Part of a data file
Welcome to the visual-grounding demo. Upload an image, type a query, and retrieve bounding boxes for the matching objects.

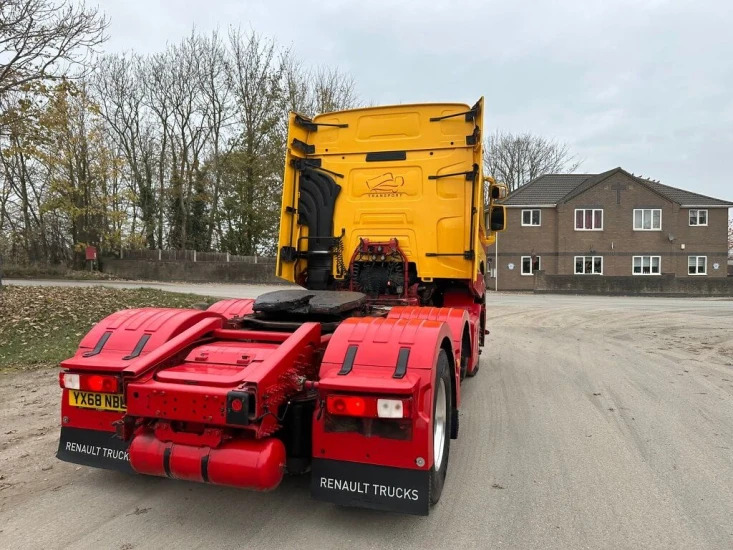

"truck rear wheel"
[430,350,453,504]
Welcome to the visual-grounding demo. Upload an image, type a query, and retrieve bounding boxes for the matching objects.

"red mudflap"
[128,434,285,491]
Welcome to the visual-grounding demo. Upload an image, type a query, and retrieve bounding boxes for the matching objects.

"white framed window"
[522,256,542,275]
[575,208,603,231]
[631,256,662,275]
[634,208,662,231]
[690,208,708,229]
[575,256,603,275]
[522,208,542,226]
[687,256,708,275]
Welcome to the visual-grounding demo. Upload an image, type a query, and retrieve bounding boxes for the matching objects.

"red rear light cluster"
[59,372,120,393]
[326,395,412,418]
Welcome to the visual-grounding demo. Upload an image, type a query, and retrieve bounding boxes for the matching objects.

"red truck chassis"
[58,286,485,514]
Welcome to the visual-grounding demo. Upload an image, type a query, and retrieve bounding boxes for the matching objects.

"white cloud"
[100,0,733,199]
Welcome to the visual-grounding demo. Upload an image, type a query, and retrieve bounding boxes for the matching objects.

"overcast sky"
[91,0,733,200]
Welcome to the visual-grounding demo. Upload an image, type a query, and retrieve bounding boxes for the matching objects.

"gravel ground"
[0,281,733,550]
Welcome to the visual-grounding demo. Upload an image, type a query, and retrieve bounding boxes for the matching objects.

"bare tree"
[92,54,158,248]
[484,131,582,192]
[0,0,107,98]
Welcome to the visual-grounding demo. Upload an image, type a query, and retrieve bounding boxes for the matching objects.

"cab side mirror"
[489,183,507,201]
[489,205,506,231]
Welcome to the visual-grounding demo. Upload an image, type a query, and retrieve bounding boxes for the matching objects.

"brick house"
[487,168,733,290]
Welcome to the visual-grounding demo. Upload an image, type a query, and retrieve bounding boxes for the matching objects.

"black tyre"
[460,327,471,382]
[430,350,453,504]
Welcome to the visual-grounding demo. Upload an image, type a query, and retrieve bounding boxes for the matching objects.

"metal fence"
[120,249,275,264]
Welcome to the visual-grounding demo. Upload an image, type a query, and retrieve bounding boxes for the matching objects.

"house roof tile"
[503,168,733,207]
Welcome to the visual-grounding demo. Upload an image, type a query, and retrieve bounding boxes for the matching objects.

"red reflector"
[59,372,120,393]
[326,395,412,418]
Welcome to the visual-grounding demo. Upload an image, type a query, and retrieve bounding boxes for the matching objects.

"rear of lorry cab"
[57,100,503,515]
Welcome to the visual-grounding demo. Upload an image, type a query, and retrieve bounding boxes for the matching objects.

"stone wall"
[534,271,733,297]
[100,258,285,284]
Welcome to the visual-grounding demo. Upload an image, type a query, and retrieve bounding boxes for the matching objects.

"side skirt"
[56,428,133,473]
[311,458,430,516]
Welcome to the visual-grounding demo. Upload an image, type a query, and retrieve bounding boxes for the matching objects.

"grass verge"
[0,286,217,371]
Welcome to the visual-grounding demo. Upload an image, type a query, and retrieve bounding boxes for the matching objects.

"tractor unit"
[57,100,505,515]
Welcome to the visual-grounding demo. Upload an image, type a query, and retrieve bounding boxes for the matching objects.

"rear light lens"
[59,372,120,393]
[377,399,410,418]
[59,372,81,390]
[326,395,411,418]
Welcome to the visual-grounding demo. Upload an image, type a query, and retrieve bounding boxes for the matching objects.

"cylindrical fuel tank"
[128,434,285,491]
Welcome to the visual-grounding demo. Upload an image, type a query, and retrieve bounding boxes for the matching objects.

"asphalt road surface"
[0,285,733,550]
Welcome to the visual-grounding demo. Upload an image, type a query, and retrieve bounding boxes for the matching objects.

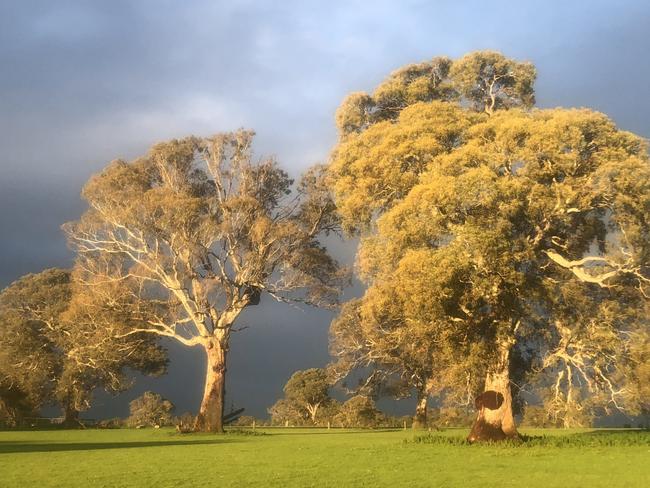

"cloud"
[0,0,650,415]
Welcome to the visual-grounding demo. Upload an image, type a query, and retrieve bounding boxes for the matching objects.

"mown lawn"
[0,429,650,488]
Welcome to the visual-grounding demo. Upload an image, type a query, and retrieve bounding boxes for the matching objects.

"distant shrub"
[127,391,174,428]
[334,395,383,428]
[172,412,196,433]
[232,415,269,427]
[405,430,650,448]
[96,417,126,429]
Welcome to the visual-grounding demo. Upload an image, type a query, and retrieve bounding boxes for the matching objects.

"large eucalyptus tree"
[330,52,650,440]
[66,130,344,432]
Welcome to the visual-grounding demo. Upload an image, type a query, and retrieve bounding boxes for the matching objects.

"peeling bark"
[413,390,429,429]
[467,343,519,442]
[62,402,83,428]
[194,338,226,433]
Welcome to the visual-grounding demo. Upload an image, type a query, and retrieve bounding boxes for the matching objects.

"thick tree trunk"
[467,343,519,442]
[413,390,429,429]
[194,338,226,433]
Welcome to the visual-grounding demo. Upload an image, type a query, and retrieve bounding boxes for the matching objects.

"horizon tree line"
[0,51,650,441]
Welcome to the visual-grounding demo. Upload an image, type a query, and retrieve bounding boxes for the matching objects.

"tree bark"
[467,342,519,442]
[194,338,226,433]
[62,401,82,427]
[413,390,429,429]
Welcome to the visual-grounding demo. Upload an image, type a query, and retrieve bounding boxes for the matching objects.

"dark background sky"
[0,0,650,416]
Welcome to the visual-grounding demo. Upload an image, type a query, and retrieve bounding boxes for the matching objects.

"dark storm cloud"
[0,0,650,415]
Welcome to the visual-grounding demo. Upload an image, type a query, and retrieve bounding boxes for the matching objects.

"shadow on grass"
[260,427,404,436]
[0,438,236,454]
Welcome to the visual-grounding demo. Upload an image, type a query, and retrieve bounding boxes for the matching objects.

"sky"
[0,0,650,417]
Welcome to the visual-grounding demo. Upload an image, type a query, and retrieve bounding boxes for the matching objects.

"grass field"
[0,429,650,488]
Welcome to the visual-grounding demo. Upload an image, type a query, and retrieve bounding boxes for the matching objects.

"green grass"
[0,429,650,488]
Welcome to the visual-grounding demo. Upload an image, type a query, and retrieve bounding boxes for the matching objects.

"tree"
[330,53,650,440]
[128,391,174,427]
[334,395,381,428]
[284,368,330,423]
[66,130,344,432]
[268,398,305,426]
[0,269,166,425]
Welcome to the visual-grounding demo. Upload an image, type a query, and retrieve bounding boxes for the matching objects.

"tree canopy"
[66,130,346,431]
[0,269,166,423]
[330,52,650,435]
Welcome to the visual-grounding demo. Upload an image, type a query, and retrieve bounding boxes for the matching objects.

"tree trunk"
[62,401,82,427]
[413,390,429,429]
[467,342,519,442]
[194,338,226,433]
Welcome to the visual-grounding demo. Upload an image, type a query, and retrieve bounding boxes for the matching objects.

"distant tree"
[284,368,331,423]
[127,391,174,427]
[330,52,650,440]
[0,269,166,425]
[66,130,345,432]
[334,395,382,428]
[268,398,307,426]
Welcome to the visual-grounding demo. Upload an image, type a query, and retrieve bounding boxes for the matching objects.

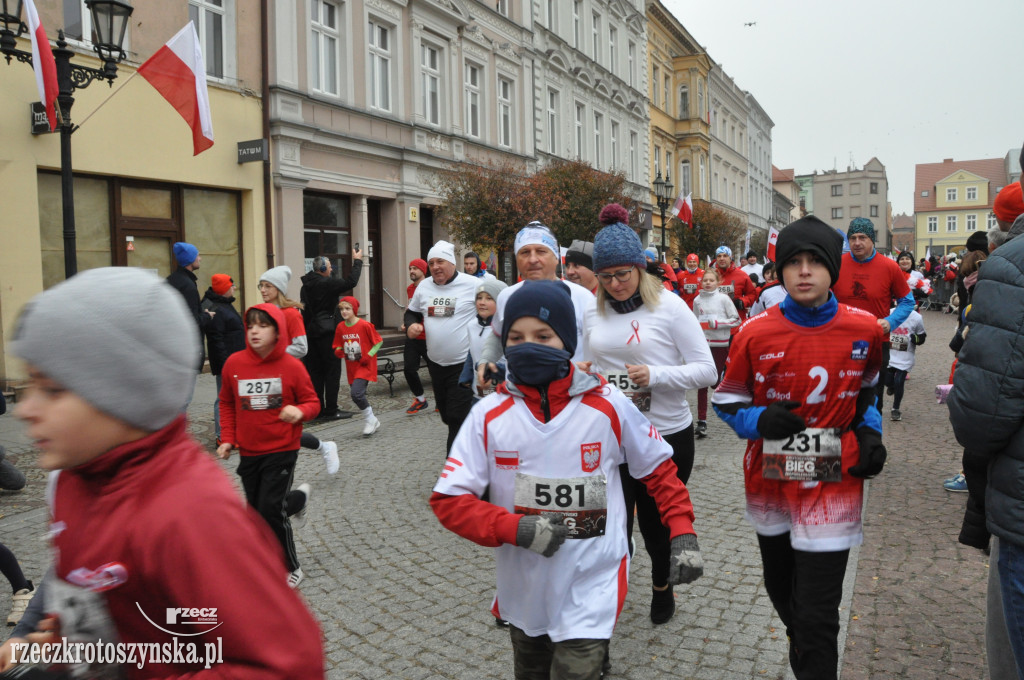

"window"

- Task to carry out: Reproduce every item above word for word, leaving out the pictures.

- Task solution:
Welcome to the visual-grounding demo. Upload an image, type a query, and retrieve bounding boxes for the matching objects.


"truck rear wheel"
[430,350,453,504]
Welcome to the visual-grounding demo. Upload an image, type a query, and retrieve bounding boxes for the matching objects.

"red mudflap"
[128,434,285,491]
Welcome to the visual-grounding demo. Upload an image, type a query, and retrieve bounding boxes for the matching objects.

"white framed window"
[522,256,542,275]
[575,208,603,231]
[631,256,662,275]
[634,208,662,231]
[690,208,708,229]
[575,256,603,275]
[522,208,542,226]
[687,256,708,275]
Welcome to the visual-grounding demo. Upload an image, type a query, and retrieve bounding boxes for the matching objects.

"red rear light cluster"
[59,372,120,393]
[326,395,412,418]
Welcome to the visual-grounding demo. Upload an image, type a query, and retrieve bounding boxes for the matching objects.

"red truck chassis"
[58,286,485,514]
Welcome to the visual-grounding demo. Upload an image, type a query, and retrieve bounding boxes for the matching objects.

"white cloud"
[100,0,733,199]
Welcome to the visual-grounding demo. Upload an image, type a query, and retrieve bounding boxes for the matching objects.

"overcast sky"
[91,0,733,200]
Welcome to the visual-grounding demo. Upload an image, type a query, and retrieve bounding boxes for the matching objects.

"gravel ground"
[0,281,733,550]
Welcome to the visual-grounding demo. Upload an image, type a query, and retrieve bounding boxes for the matching objects.

"bare tree"
[92,54,158,248]
[484,131,582,192]
[0,0,107,98]
Welcome to the visual-grounding demo. Upload an image, type a query, and retrieve bounding boxes for the matching objects.

"cab side mirror"
[489,183,507,201]
[489,205,506,231]
Welcome to the visual-grounding demo. Upload an image, type a query, and retrieve bounding boxes for the matching objects.

"brick house"
[487,168,733,290]
Welcome to the visual-grounding demo. Upload an image, type a query, and retrieve bounding boxes for the matching objects.

"black tyre"
[460,327,471,382]
[430,350,453,504]
Welcome to the visual-grounding demo. Upload an image, type a query, and retrieve bounding boxes for the matching objects.

"metal fence"
[120,249,275,264]
Welcome to the visual-grounding demo. Upload an image, type a query, and retrieve bounding boxes for the matching objects.

"house roof tile"
[503,168,733,207]
Welcome to the visual-grounding demo. Upload an image, type a query, and retrieve bounding boxes for the matching objects.

"red reflector"
[59,372,120,393]
[326,395,412,418]
Welcome to the visual-grounding demo. Upload an image, type a query, and retrieve bounding boxes for the matching objects.

"rear of lorry cab"
[57,100,503,515]
Welcome to the visual-grounding demo. Upload an image, type a query, and retrieve bounding boxes for the matching objects.

"stone wall"
[534,271,733,297]
[100,258,285,284]
Welcome to the visual-grounding demo. Upload an image, type a query, and retrieve bounding boxes for the matching objects.

"side skirt"
[56,428,133,473]
[311,458,430,516]
Welcome to the visual-grounding demo. Upload an image, type a query, and retrieve bounding boxes for the matching objects.

"grass verge"
[0,286,217,371]
Welcome to the visual-grounding demo. Upload an image, type a query, and retrieve bounding boxes for the matching objects.

"tractor unit"
[57,100,505,515]
Welcome to the visual-grounding demo. Upload an image, type a query, and retrieve bounding boxes for the matching objects.

"rear light lens"
[59,372,120,393]
[377,399,410,418]
[59,372,81,390]
[326,395,411,418]
Welcome to the visual-grounding demo. Upload an image, type a query, and retrieve bounding boxes for the matching objects.

"cylindrical fuel tank"
[128,434,285,491]
Welcome to the visual-grounding demo. Upload an image, type a query, and retrieve bounding boxes for the matching objects.

"asphalt road surface"
[0,285,733,550]
Welcome to the visual-grounding demo. Upload an image, type a query, and retrieve bounding boxes for the matching objects.


"cloud"
[0,0,650,415]
Welcome to the visual-grounding demo. Upload an image, type a query, and retrieve bounding boxes for the matching objects.

"mown lawn"
[0,429,650,488]
Welcome to the visual-grounding demo. Upload an image, type a query, and retrieve bounding boxes for the matching objects.

"distant shrub"
[127,391,174,428]
[334,395,383,428]
[172,412,196,433]
[232,415,269,427]
[405,430,650,448]
[96,417,126,429]
Welcome to the visual-grounding demo. Upload an image, type a query, and retrieve bounding boxes for the matching objects.

"large eucalyptus tree"
[330,52,650,440]
[66,130,344,432]
Welcome to the visual-grounding demo. Upload an image, type a query, and retrieve bounding boxes for the matching objects.

"peeling bark"
[413,390,429,429]
[467,343,519,442]
[62,402,83,428]
[194,338,226,433]
Welcome to the visual-grounding demo. Upload an image, type a query, and retrieve bounding boxes for the matching objects.

"thick tree trunk"
[467,343,519,442]
[413,390,429,429]
[194,338,226,433]
Welcome to the visual-grounding demo. Upload an image, type a query, and retrieve bounding boxes for the matching objects.

"horizon tree line"
[0,51,650,441]
Welcome to the visual-grounding demo. Upload an image, type a query, and retrieve bounding boxes for the matching objects.

"tree bark"
[467,342,519,442]
[194,338,226,433]
[62,401,82,427]
[413,390,429,429]
Welcome to the visual-grounding demo. Upload an image, type a query, and retrieve bounding boxes for the matching objects.

"dark background sky"
[0,0,650,416]
Welcome to the visual-grounding demo. Upload an image, type a query, and retrieve bounding boxes for the matching objects.

"dark storm cloud"
[0,0,650,415]
Welcome to the visual-grounding demo. Upload an image, type a query, and retrieve bounding boxes for the matching objects.

"shadow on grass"
[260,427,404,436]
[0,438,236,454]
Welcome to the visual-grounding demo. Upload an image, type a query, and retrieve bounding boxes for the matching objects.

"sky"
[0,0,650,417]
Welcome to the visual-grounding demo. Upload an image, type a query, and retrieve bounding boxes for the matching objects.

"grass field"
[0,429,650,488]
Welcome to the visual-grounding demo. Upload an image, type a query, and retrieve bounding boxes for the matching objects.

"green grass"
[0,429,650,488]
Welcome to the visual-grounding demo. Upload an image, type a query, and retrieve bounding boxes for the matching objects.

"tree"
[330,53,650,440]
[128,391,174,427]
[334,395,381,428]
[284,368,330,423]
[66,130,344,432]
[268,398,305,426]
[0,269,166,425]
Welcome to the visual-grounding demo. Upload an image, type a query, and retrieve bounding boxes for the matching objects.

"tree canopy"
[66,130,346,431]
[0,269,166,423]
[330,52,650,435]
Welcome to the visual-grounding demo. Upload an image, type a query, and retrieve bounding boxes for the matching objects.

"tree trunk"
[62,401,82,427]
[413,390,429,429]
[467,342,519,442]
[194,338,226,433]
Welcome to the visual-grounding demo. Upload an image, type a query, and retrieve bounding boxes for the matching objects.

"distant tree"
[284,368,331,423]
[127,391,174,427]
[330,52,650,440]
[0,269,166,425]
[66,130,345,432]
[334,395,382,428]
[268,398,307,426]
Welcome to the visual-grounding demo. Upload an image, type a query, and retrieve bounding boxes for the matching objects.


"window"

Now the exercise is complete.